::: Trecho do documento

2.2. A Ética na Política: dos primeiros
Cristãos ao Século XX.
No âmbito político a Ética foi se construindo pelos
primeiros discípulos, apóstolos e seguidores de Jesus. Os textos do Novo
Testamento marcam algumas posturas éticas frente a situação política social e a
importância do Estado na mesma. Segundo Vidal, há um dualismo dialético cristão
propedêutico que orienta a ética no universo político em relação com o Estado:
1.
Deve dar lealmente ao Estado tudo o que seja necessário para sua existência.
Deve combater o anarquismo e todo zelotismo dentro de suas filas. 2. Deve
cumpri ante o Estado a função vigilante. Isto é: permanecer, por princípio,
crítica ante todo Estado e preveni-lo das transgressões de seus limites. 3.
Deve negar ao Estado que ultrapassa seu limite o que este pede dela no terreno
da transgressão religioso-ideológica, e deve qualificar essa transgressão,
valorosamente, como contrária a Divindade. (Ibid.,
p. 478)
No período greco – helénico a Ética
cristã está se integrando com a filosofia grega e o direito romano. O idealismo
platônico assume uma função ética política pelo qual o Estado deve ser
construído e se reger pela exigência do Bem Ideal, que forme o homem para a
virtude, o conhecimento e a busca do Bem verdadeiro. Com o aristotelismo a ética
política se embasa na realidade. Na sua ética o Estado-cidade é a comunidade
que deve possibilidade o desenvolvimento dos cidadãos para o Bem Comum.
Na época patrística Santo Agostinho sustenta
um Estado que só tem razão de agir pela justiça que confessa o verdadeiro Deus.
A “preocupação de Agostinho é definir o Estado por sua finalidade religiosa:
promover oculto a Deus e cuidar dos bons costumes de modo que não ofenda a Deus
verdadeiro” (Ibid., p.501). Na idade
Média a Ética se destaca na figura de Santo Tomás de Aquino com a proposta de
uma comunidade política que se baseia na realização do bem comum. Este é
politicamente norma tanto para o estado como para o indivíduo. Há uma ligação com
a ética cristã e a ação humana no Estado. “O homem encontra as regras do seu
agir moral como indivíduos, como membros de uma família e como cidadão de um
Estado (enquanto ser social) na sua natureza racional” (VEREECKE, 1997, p.571).
Na Modernidade a Ética cristã se
divide em dois horizontes: o protestante e o católico. Neste horizonte o
Filósofo Cristão Suárez situa o Estado dentro de seus limites temporais: “O
Estado é, pois, por razão de sua origem e de seu fim, uma realidade natural e
temporal” (VIDAL, 1979, p.508). O “direito das gentes” demarca a motivação da
eticidade política. No protestantismo a Ética política está voltada para o
poder civil e a liberdade cristã.

::::::
::: Entradas fornecidas

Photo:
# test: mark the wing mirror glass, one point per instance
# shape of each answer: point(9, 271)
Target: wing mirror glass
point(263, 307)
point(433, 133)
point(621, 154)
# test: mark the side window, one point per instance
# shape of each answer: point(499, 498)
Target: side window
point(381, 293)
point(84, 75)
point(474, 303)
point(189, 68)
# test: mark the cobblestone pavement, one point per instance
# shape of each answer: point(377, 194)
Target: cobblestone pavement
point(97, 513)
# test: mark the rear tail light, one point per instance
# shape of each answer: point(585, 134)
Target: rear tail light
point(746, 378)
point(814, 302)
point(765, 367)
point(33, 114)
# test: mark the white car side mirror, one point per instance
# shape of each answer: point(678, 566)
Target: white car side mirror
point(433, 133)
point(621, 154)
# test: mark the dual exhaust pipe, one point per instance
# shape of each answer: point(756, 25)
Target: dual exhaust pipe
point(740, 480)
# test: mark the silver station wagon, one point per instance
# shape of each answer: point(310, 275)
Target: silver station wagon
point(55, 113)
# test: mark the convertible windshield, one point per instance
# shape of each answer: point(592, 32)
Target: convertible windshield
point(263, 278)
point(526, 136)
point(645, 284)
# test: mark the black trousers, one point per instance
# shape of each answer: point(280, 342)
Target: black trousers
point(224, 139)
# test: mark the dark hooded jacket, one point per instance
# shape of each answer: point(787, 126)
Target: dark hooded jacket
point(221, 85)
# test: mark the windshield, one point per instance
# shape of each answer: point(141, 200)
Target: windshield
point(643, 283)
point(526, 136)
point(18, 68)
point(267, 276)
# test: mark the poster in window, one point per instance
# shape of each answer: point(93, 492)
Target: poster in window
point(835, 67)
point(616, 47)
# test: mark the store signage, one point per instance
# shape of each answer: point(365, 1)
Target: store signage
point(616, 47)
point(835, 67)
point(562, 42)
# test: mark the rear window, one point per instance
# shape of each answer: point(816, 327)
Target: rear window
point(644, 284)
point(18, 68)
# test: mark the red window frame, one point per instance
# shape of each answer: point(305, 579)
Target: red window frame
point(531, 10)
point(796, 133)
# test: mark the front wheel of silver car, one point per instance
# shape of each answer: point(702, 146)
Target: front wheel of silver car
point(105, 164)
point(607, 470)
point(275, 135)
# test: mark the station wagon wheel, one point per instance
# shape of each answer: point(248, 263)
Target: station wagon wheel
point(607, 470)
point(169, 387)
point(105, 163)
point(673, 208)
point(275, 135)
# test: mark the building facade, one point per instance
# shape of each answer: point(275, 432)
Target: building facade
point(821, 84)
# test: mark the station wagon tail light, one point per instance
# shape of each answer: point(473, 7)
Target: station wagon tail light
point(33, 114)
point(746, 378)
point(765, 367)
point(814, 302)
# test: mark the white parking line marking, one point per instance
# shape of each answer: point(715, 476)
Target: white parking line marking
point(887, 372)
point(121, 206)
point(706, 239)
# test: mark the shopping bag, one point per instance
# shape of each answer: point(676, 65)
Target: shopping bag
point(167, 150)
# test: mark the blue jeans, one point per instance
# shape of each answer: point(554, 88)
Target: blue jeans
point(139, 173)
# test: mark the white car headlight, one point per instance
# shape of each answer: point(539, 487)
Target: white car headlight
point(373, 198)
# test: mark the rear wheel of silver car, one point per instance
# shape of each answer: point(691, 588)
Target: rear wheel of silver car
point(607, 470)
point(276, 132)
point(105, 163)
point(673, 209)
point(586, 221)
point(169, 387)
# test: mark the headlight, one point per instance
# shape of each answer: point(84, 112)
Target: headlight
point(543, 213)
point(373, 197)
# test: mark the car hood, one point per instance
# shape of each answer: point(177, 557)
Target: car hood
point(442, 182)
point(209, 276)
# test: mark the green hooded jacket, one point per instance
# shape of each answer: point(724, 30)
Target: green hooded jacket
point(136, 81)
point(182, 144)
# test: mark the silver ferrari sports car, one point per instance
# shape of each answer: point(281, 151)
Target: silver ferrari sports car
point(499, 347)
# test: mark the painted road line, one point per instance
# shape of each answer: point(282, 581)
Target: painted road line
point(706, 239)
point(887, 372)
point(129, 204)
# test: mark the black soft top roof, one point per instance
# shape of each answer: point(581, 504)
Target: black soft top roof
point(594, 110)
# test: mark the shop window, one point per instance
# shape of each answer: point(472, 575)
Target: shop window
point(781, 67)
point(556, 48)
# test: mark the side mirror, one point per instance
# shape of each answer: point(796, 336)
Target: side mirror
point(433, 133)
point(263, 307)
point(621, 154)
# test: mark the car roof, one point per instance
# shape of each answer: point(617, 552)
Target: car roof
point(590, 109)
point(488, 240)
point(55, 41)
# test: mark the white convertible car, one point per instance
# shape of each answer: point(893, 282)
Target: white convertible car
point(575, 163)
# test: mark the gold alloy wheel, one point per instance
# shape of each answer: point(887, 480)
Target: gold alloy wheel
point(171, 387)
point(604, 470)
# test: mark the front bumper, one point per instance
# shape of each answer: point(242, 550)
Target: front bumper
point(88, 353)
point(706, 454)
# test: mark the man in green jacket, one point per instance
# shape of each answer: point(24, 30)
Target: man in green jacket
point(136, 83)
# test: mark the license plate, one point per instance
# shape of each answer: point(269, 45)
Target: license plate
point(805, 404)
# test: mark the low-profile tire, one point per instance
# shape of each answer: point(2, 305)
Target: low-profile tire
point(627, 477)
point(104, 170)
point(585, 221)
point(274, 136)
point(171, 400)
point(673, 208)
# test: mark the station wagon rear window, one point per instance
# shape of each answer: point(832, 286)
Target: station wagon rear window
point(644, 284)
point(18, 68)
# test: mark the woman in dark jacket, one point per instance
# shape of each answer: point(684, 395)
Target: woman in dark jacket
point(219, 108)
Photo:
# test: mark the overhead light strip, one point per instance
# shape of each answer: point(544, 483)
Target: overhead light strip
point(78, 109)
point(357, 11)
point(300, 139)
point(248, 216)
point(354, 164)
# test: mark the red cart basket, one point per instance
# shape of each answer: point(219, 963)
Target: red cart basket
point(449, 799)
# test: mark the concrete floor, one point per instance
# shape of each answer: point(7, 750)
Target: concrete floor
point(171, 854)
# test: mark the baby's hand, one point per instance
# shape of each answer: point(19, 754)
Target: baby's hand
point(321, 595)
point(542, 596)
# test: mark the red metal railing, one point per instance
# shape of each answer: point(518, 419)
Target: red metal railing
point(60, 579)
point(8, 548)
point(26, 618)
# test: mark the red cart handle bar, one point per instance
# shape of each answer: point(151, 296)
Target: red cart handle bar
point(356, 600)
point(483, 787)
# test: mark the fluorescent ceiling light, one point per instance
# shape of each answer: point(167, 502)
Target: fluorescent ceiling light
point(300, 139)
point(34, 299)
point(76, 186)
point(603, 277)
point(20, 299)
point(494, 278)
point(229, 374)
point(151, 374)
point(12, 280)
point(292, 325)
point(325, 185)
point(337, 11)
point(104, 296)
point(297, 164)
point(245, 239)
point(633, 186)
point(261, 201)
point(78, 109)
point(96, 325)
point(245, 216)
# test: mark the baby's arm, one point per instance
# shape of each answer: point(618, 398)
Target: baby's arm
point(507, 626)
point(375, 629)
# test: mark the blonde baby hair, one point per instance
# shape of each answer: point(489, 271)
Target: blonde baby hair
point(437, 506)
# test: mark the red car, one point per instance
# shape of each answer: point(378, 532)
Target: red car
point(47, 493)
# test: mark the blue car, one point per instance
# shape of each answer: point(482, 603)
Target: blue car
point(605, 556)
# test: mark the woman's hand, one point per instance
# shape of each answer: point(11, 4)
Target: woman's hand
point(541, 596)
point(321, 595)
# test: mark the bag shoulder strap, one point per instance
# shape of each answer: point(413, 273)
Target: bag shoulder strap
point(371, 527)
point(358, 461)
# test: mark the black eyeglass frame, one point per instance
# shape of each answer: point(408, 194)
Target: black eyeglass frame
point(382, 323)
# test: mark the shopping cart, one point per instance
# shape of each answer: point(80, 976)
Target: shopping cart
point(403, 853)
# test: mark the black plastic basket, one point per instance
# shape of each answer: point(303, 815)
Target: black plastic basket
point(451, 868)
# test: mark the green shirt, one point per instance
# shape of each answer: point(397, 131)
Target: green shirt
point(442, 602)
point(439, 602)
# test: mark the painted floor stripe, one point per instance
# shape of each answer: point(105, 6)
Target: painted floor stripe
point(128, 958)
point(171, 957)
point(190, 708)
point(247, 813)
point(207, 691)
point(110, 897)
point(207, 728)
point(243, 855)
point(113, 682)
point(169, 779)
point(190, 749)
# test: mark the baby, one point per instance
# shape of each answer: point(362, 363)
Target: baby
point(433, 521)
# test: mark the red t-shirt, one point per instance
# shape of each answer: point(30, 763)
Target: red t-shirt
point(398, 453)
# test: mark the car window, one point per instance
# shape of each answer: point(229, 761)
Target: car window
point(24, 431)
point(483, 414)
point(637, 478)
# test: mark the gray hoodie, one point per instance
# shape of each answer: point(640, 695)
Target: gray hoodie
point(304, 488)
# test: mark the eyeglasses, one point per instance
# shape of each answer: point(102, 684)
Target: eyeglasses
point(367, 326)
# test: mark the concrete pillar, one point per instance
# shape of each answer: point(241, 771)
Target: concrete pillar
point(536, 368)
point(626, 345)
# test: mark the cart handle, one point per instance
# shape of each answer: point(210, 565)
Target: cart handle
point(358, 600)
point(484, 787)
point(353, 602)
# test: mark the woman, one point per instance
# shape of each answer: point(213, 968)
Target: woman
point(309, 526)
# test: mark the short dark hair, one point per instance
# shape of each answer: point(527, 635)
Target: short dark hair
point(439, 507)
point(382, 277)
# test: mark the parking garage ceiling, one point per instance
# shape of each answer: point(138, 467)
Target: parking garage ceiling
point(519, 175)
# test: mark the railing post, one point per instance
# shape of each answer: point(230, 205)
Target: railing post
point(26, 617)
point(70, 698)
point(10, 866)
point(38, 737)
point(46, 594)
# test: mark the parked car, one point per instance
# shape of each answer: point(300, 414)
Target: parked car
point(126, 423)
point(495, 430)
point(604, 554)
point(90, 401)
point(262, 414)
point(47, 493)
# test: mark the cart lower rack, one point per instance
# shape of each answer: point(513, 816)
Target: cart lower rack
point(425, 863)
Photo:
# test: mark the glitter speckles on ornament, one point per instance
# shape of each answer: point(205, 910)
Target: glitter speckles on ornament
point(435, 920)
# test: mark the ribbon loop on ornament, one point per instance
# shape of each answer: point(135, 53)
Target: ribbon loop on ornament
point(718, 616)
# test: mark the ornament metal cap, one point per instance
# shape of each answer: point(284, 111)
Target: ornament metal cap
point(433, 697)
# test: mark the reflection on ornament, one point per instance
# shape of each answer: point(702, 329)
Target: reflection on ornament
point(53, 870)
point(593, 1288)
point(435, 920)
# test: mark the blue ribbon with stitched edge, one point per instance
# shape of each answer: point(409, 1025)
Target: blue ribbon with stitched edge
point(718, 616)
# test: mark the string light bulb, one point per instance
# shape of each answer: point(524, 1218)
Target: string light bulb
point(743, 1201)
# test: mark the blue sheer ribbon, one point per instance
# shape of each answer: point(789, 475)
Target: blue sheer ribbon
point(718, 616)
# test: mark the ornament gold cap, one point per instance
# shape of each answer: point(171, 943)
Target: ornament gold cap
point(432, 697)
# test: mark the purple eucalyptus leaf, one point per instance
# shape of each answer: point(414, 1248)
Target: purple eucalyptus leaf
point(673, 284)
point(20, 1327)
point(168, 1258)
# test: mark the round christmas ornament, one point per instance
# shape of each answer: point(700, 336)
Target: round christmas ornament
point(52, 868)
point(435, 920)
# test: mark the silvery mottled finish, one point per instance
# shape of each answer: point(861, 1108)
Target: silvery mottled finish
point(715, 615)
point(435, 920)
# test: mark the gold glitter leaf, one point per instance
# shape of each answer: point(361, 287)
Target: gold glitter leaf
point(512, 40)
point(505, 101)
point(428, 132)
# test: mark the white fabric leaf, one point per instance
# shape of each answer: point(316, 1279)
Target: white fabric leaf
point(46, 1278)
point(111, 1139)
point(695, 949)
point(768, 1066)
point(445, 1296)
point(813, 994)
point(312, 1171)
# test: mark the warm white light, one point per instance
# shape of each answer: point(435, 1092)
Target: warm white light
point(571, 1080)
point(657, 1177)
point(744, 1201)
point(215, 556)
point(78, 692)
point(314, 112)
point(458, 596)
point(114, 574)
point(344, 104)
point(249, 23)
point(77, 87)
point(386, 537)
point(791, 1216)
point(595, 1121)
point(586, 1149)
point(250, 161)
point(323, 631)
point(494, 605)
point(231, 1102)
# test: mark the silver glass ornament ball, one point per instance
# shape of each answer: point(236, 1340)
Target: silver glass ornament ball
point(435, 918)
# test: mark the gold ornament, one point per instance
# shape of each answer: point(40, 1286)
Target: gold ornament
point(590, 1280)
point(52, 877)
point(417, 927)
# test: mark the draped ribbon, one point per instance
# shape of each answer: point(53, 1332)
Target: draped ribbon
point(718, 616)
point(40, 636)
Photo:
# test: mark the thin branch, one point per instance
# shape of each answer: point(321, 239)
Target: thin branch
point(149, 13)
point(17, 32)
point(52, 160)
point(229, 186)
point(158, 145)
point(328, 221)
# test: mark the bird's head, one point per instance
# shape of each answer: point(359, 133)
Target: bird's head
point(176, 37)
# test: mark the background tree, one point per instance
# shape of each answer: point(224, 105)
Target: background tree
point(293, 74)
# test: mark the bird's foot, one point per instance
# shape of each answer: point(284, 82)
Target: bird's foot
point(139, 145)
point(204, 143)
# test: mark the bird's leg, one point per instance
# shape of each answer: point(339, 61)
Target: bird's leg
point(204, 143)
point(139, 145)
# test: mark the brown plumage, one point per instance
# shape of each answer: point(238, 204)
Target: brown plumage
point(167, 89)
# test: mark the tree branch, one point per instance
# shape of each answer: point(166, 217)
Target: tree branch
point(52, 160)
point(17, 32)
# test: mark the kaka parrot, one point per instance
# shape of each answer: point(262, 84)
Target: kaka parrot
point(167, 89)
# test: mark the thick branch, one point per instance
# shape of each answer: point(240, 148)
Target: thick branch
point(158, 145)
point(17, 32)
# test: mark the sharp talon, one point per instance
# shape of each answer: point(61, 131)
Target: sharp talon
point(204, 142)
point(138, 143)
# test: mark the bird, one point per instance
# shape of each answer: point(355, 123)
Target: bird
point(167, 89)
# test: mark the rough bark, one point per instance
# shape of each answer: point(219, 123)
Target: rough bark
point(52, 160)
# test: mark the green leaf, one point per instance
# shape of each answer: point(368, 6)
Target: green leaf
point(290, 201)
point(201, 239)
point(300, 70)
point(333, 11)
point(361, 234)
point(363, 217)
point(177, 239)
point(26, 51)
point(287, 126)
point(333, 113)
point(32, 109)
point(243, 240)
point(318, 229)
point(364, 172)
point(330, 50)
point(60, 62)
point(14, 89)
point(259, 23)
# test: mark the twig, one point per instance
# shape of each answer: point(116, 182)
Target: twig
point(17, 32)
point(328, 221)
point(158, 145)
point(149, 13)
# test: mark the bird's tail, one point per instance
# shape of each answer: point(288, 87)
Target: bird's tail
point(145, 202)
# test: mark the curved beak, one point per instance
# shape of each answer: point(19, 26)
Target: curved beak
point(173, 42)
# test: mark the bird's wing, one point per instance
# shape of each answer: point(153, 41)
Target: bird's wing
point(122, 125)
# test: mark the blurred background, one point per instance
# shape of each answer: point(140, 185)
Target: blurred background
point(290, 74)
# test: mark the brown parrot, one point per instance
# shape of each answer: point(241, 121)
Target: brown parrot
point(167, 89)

::::::

--- Tarefas propostas ---
- 1) Segundo o trecho do documento, em quais dois horizontes a Ética cristã se divide na Modernidade?
- 2) Por favor, formate como uma lista JSON de strings, com uma string por linha e sem as linhas em branco, somente o trecho das entradas que começa na linha com "# test: mark the draped" e segue até a linha com "point(293, 74)", incluindo as duas.

--- Respostas por tarefa ---
- 1) No protestante e no católico.

- 2)
[
  "# test: mark the draped ribbon, one point per instance",
  "# shape of each answer: point(53, 1332)",
  "Target: draped ribbon",
  "point(718, 616)",
  "point(40, 636)",
  "Photo:",
  "# test: mark the thin branch, one point per instance",
  "# shape of each answer: point(321, 239)",
  "Target: thin branch",
  "point(149, 13)",
  "point(17, 32)",
  "point(52, 160)",
  "point(229, 186)",
  "point(158, 145)",
  "point(328, 221)",
  "# test: mark the bird's head, one point per instance",
  "# shape of each answer: point(359, 133)",
  "Target: bird's head",
  "point(176, 37)",
  "# test: mark the background tree, one point per instance",
  "# shape of each answer: point(224, 105)",
  "Target: background tree",
  "point(293, 74)"
]